── Testo citato

Anche gli storici sono divisi, e non esiste oggi un’interpretazione comune o condivisa. Sfortunatamente, quello che poteva essere il "mito fondante" della nuova democrazia rumena rimane oggi un momento ancora estremamente controverso. Ci sono troppi "buchi neri" nella ricostruzione di quanto accadde nel dicembre 1989. Dal mio punto di vista, almeno all’inizio quello è stato uno dei momenti "gloriosi" della vita del popolo rumeno, un momento di grande coraggio dopo un lungo periodo di silenzio e di sopportazione, prima a Timişoara e poi a Bucarest, con la gente che è scesa in piazza sfidando l’apparato di repressione del regime. Poi però gli eventi sono diventati poco chiari, con le sparatorie, i morti e i misteriosi "terroristi". Recentemente è stato creato un istituto per lo studio della rivoluzione del dicembre 1989, finanziato da fondi pubblici. Purtroppo quest’istituto, presieduto da Ion Iliescu, uno dei maggiori protagonisti della "rivoluzione", ha però tentato di soffocare il dibattito più che di promuoverlo, nel tentativo di imporre un’unica verità.

Viene affrontato quel particolare momento storico nei testi di scuola? E come?

Sì, i momenti principali, la caduta del regime, l’esecuzione di Ceauşescu, i primi passi della nuova democrazia vengono presentati agli studenti, ma in generale i testi che affrontano gli eventi del dicembre 1989 lo fanno in modo molto asettico e neutrale. Gli avvenimenti della storia recente vengono raccontati con un approccio narrativo, tentando di evitare per quanto possibile commenti e giudizi di carattere etico.

Come viene riletta, a venti anni di distanza, la figura di Nicolae Ceauşescu e il regime comunista in ambito storiografico?

A livello ufficiale è stato prodotto un "Rapporto finale", elaborato dalla Commissione presidenziale per lo studio della dittatura comunista in Romania, creata su iniziativa di Traian Băsescu. Anche questo rapporto, però, sebbene avallato dal presidente e presentato durante una sessione speciale del parlamento di Bucarest, è stato accolto con polemiche e controversie all’interno della società romena. Credo che i fatti del regime personale di Ceauşescu siano ancora troppo recenti per essere analizzati in modo imparziale, "a sangue freddo", per così dire. Questo inizia ad essere possibile per quanto accaduto negli anni ’60, o nel cosiddetto "periodo stalinista" del secondo dopoguerra. Nella società i ricordi di Ceauşescu sono ancora troppo recenti e anche in questo caso divergenti: c’è chi lo demonizza, e chi invece ne parla in termini positivi.

Esiste una strategia di gestione istituzionale del ricordo dei fatti del 1989, con cerimonie pubbliche, monumenti, musei?

────
── Righe del dataset

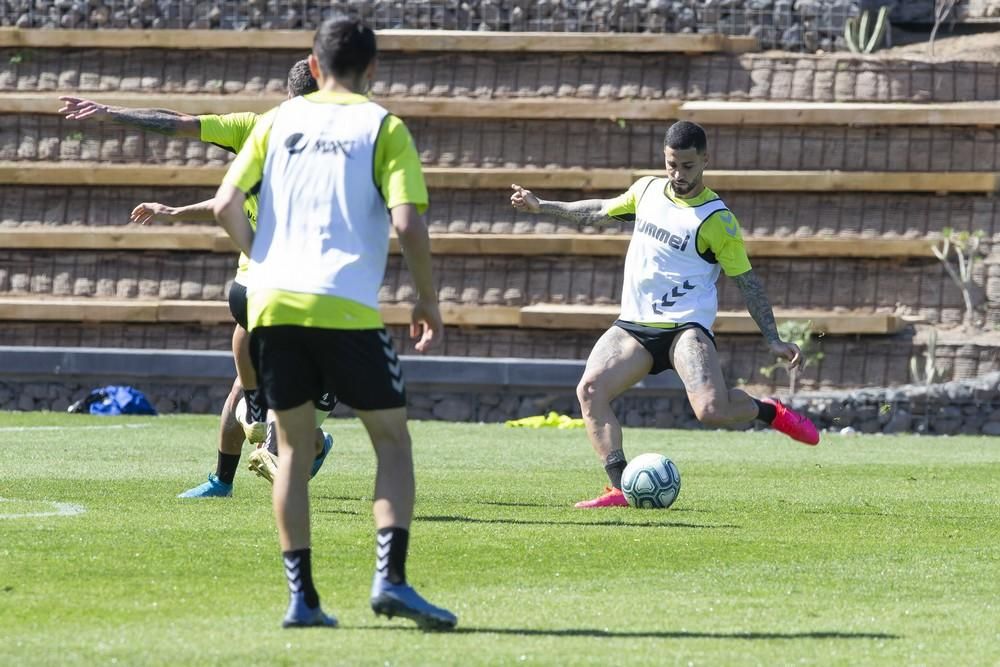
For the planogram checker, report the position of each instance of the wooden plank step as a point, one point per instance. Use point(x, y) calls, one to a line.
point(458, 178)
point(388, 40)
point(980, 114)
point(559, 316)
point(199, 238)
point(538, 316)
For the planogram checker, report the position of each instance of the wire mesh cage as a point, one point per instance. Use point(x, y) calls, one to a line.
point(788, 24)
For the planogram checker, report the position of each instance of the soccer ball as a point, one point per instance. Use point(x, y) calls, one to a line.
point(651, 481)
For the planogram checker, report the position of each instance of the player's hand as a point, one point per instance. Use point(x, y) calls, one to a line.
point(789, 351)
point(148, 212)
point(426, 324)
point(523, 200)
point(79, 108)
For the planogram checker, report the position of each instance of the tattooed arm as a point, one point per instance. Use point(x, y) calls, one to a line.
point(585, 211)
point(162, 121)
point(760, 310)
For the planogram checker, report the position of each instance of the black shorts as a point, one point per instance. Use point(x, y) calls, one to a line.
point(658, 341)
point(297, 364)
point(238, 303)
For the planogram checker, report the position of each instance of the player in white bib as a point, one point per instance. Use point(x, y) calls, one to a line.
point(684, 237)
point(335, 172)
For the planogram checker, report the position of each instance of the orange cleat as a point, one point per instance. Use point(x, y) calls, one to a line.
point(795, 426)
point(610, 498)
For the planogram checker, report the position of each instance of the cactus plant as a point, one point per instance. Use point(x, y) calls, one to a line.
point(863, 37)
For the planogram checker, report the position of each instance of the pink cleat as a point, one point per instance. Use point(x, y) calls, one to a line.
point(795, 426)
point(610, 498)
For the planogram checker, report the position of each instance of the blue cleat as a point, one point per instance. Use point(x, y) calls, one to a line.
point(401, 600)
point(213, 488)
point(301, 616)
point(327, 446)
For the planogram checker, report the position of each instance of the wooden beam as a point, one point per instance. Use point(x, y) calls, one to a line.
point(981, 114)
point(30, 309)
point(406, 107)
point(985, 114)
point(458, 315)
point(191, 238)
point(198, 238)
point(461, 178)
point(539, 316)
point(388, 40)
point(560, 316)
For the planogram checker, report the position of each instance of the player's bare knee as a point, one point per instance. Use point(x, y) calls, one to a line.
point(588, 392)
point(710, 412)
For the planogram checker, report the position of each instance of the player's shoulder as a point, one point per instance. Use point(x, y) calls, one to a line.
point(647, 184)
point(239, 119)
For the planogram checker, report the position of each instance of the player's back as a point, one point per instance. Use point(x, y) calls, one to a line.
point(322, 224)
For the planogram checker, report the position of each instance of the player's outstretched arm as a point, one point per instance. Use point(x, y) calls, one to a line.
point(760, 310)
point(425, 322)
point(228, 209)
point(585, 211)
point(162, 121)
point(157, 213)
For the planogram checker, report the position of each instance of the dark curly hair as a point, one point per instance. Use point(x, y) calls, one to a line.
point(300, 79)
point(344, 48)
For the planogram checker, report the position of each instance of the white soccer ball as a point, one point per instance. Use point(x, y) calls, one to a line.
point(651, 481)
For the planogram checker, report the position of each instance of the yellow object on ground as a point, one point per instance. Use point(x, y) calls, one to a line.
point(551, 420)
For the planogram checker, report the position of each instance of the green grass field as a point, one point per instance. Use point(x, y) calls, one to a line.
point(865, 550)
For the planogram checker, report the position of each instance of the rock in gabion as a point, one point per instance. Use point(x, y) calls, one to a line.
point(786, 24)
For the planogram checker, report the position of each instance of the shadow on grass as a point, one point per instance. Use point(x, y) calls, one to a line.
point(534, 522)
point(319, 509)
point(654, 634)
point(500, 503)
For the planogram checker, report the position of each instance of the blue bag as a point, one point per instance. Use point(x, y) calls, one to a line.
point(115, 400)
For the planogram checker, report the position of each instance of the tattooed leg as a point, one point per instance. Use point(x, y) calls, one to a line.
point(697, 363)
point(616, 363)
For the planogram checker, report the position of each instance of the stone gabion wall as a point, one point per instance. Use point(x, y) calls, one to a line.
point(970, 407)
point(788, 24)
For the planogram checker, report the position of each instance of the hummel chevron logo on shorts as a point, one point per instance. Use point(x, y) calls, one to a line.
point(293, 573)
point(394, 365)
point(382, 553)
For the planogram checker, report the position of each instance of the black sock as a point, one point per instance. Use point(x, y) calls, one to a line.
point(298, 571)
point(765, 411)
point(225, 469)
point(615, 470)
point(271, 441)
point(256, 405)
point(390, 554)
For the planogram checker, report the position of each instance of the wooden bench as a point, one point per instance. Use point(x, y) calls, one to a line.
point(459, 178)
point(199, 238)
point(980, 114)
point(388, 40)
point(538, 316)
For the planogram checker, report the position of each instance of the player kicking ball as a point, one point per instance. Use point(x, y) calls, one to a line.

────

__Compiti ed esercizi__:
1. Rispondi a queste domande sull'intervista sul dicembre 1989 in Romania:
(a) Chi presiede l'istituto creato per lo studio della rivoluzione del dicembre 1989?
(b) In che modo i testi scolastici affrontano gli eventi del dicembre 1989?
(c) Su iniziativa di chi è stata creata la Commissione presidenziale per lo studio della dittatura comunista in Romania?
2. Riprendi l'intervista sul dicembre 1989 in Romania rispondendo alla domanda con cui si chiude.

__Risposte__:
1.
(a) Ion Iliescu.
(b) In modo molto asettico e neutrale, con un approccio narrativo che evita per quanto possibile commenti e giudizi di carattere etico.
(c) Di Traian Băsescu.

2.
Ogni anno, a dicembre, ci sono cerimonie pubbliche, cominciando da Timişoara, dove viene ricordato l’inizio delle manifestazioni contro il regime, il giorno 16. A Bucarest si hanno sedute speciali del parlamento, ma anche incontri storiografici dedicati a quegli eventi, oltre a commemorazioni per le vittime di allora. Negli anni, poi, sono stati costruiti vari monumenti. Qui a Bucarest il più noto, conosciuto come "Memoriale della Rinascita" ((Memorialul Renaşterii) è stato inaugurato nel 2005, di fronte a quello che era il Comitato centrale del Partito comunista romeno. Si tratta di un obelisco, anche questo però piuttosto controverso, sia per le sue qualità artistiche, non riconosciute da parte significativa dei cittadini di Bucarest, sia per essere stato progettato e realizzato sotto gli auspici politici di Iliescu.

Sarebbe utile avere un museo del regime comunista e degli eventi del dicembre 1989? Come dovrebbe essere organizzato?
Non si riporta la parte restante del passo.